**Task 1:** Write out everything in the article on the Berkeley balcony collapse from "Parents of students" down to "awake and speaking.", word for word.
**Task 2:**
Answer these questions from the article on the Berkeley balcony collapse:
(a) How many of the injured students are understood to be in a critical condition?
(b) Where is Hannah Waters from?
(c) In how many different hospitals are the seven young people in ICU?

Excerpt provided below:

Parents of students injured in Berkeley balcony tragedy hold vigil by bedsides
Published 17/06/2015 | 18:11
Parents of the students injured in the Berkeley balcony collapse are currently holding vigils at their bedsides this morning in California.
The injured students are Hannah Waters, Clodagh Cogley, Niall Murray, Sean Fahey, Jack Halpin, Conor Flynn and Aoife Beary, all aged between 20 and 22.
Two of these students are understood to be in a critical condition.
Among those reported to be in a stable condition is Hannah Waters (pictured) from Castleknock.
Her parents are by her bedside, having flown out early yesterday afternoon, and it has been reported that she is awake and speaking.
Some of those injured in hospital are reported to be in a stable condition but are said to have 'life-altering injuries'.
All seven young people are in ICU in three different hospitals.

End of Excerpt provided.
Exercise data below:

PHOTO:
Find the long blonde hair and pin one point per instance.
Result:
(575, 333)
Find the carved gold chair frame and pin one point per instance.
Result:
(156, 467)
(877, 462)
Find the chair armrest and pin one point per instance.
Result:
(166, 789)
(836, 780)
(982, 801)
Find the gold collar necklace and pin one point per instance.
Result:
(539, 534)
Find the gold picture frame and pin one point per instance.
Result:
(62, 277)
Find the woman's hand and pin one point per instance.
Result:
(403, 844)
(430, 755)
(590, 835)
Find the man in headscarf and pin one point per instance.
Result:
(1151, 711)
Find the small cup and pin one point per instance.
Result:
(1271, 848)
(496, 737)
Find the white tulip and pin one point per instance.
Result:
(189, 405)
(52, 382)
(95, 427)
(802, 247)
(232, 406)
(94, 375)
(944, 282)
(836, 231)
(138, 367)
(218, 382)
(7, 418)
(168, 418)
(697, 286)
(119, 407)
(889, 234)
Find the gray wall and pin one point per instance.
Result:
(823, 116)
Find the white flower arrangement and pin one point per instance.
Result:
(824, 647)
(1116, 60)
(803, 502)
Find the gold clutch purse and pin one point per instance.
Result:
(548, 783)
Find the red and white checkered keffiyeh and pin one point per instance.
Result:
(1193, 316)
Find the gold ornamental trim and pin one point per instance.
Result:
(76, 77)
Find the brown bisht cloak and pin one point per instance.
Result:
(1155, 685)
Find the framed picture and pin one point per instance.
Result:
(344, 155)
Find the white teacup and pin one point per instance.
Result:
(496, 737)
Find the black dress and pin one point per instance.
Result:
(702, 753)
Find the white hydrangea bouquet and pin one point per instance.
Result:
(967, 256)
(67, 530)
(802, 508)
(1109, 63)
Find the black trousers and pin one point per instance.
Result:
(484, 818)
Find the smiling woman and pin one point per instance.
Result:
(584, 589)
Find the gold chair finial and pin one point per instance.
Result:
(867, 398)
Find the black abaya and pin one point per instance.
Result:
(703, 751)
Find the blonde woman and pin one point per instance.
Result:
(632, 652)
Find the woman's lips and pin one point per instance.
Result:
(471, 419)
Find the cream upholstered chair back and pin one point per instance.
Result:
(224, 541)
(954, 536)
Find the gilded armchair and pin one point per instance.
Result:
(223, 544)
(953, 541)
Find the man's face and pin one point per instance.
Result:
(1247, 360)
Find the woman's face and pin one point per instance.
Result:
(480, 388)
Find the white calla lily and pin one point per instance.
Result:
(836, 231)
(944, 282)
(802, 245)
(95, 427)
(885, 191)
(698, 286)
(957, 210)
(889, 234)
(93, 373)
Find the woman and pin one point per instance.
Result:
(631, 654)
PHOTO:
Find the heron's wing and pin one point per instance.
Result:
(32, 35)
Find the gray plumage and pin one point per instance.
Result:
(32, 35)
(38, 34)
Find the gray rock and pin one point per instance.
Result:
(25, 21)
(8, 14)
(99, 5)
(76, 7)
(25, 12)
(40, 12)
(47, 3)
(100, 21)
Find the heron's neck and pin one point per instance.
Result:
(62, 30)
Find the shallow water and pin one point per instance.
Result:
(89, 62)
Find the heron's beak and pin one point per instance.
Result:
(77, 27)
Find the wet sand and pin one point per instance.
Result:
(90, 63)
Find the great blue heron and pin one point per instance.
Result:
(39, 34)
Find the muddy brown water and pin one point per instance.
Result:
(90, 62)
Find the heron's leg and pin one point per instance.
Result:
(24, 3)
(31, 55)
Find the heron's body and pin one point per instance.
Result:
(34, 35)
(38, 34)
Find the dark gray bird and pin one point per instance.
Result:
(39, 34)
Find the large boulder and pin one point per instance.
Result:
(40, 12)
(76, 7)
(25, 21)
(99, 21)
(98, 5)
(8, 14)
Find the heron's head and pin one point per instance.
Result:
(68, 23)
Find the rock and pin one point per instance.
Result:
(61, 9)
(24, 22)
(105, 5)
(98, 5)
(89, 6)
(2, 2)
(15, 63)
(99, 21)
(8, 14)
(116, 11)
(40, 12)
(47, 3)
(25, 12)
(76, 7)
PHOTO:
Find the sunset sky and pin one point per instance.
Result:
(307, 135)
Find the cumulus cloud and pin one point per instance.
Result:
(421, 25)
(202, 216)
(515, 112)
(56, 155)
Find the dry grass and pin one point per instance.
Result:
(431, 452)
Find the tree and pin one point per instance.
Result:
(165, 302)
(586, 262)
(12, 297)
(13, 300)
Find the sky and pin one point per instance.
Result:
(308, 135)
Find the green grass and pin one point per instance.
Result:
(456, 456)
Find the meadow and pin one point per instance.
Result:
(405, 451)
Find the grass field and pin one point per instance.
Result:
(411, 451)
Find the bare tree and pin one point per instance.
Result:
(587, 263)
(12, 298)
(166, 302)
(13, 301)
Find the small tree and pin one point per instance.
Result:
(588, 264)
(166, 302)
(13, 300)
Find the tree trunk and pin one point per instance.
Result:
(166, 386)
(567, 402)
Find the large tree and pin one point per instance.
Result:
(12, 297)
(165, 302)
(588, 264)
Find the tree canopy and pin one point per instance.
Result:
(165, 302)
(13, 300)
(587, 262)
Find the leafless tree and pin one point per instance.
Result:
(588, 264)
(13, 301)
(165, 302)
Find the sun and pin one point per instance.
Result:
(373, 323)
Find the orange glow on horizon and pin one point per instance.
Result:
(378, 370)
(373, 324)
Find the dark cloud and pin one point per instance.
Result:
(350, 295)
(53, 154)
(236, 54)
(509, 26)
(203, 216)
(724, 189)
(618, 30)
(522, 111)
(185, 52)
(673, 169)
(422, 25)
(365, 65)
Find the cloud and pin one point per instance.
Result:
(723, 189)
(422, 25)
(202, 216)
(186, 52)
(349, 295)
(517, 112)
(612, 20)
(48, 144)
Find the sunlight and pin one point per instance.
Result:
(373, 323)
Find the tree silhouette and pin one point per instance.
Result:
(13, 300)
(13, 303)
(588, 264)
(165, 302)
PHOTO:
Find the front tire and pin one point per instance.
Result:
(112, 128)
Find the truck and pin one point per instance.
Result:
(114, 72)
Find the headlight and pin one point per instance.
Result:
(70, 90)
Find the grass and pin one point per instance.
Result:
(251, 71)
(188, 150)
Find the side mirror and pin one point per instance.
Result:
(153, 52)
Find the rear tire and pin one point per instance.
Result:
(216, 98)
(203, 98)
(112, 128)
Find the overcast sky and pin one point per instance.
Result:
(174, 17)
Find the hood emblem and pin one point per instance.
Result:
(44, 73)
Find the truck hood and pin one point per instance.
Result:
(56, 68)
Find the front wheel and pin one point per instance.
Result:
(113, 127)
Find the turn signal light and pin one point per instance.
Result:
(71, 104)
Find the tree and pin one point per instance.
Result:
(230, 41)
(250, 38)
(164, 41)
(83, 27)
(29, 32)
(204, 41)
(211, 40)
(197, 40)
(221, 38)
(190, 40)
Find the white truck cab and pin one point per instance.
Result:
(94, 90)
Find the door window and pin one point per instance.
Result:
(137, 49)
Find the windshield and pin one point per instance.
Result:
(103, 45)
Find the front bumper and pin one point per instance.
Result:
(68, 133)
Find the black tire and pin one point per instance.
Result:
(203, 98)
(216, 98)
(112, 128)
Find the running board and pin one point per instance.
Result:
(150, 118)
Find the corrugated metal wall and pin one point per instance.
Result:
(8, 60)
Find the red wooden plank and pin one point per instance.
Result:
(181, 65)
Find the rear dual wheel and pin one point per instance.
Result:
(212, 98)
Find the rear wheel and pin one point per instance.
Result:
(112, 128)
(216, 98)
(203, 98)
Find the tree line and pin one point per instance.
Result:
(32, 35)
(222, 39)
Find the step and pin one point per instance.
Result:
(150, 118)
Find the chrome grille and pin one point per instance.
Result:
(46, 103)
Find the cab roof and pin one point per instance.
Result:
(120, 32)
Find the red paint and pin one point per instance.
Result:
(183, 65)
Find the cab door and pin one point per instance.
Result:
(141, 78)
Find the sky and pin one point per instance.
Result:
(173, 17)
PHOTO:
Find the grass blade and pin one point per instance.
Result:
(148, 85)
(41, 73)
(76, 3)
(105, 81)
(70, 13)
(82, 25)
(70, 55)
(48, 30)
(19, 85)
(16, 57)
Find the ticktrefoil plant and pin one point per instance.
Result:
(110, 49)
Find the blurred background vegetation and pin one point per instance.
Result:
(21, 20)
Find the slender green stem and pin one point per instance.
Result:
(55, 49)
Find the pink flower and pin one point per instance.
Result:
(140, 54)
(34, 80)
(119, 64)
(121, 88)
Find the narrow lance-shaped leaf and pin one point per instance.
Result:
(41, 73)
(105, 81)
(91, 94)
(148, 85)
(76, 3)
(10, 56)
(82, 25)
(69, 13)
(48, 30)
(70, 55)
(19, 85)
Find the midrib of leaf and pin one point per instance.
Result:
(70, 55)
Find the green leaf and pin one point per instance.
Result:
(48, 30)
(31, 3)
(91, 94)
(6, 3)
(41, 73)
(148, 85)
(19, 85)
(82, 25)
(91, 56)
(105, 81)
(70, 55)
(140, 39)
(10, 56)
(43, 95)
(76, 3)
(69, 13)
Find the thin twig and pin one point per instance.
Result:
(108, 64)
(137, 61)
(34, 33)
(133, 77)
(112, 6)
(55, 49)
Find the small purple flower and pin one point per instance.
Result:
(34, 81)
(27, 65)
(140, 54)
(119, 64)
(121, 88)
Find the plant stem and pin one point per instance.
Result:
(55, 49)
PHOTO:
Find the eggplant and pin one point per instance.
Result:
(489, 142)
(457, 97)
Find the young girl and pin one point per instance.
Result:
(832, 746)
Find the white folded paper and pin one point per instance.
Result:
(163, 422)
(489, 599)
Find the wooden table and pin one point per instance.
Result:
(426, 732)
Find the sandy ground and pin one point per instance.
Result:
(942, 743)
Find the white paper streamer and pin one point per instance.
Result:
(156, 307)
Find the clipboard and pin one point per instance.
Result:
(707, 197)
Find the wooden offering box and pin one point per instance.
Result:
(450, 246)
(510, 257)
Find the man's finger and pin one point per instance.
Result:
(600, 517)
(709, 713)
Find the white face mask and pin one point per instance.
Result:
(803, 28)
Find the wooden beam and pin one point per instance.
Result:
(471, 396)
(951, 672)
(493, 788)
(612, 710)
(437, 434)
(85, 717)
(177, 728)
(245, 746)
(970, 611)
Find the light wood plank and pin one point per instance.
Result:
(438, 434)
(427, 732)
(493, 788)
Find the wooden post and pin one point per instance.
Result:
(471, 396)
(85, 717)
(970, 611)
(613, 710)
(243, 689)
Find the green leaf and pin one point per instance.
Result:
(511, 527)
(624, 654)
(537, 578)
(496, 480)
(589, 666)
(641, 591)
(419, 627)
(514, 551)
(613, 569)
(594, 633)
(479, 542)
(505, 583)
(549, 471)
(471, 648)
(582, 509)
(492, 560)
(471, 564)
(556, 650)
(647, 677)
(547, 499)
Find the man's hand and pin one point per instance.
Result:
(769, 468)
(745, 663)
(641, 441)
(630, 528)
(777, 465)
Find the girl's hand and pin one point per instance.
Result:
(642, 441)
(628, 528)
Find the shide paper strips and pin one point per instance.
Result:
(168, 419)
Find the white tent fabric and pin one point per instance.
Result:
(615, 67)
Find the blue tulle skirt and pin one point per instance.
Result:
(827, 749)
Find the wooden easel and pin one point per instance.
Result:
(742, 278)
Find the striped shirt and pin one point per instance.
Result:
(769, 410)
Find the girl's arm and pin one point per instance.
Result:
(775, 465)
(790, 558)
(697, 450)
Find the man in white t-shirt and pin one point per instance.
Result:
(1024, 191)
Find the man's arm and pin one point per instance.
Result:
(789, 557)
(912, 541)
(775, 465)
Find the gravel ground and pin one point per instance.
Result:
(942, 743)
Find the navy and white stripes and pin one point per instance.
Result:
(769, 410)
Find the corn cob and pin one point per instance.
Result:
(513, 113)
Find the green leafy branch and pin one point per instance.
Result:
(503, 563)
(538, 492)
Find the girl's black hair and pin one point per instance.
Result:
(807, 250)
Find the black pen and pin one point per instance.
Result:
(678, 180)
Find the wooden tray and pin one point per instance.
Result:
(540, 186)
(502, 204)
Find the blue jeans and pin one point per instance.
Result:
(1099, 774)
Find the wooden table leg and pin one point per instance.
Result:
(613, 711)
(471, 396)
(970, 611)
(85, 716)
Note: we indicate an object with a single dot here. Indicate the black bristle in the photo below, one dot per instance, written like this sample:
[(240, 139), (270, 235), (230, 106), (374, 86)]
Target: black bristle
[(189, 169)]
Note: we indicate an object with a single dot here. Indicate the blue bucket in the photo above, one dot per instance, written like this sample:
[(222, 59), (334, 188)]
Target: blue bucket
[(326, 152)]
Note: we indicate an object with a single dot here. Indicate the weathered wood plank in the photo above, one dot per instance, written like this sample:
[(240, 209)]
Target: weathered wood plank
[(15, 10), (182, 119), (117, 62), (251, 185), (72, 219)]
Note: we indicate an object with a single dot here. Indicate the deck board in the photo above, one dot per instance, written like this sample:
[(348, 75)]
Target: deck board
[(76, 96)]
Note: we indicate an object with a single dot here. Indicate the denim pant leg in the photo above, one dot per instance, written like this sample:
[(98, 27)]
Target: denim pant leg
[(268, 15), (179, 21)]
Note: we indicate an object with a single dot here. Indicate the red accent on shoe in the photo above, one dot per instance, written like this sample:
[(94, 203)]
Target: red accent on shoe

End of Exercise data.

**Worked solution 1:**
Parents of students injured in Berkeley balcony tragedy hold vigil by bedsides
Published 17/06/2015 | 18:11
Parents of the students injured in the Berkeley balcony collapse are currently holding vigils at their bedsides this morning in California.
The injured students are Hannah Waters, Clodagh Cogley, Niall Murray, Sean Fahey, Jack Halpin, Conor Flynn and Aoife Beary, all aged between 20 and 22.
Two of these students are understood to be in a critical condition.
Among those reported to be in a stable condition is Hannah Waters (pictured) from Castleknock.
Her parents are by her bedside, having flown out early yesterday afternoon, and it has been reported that she is awake and speaking.

**Worked solution 2:**
(a) Two
(b) Castleknock
(c) Three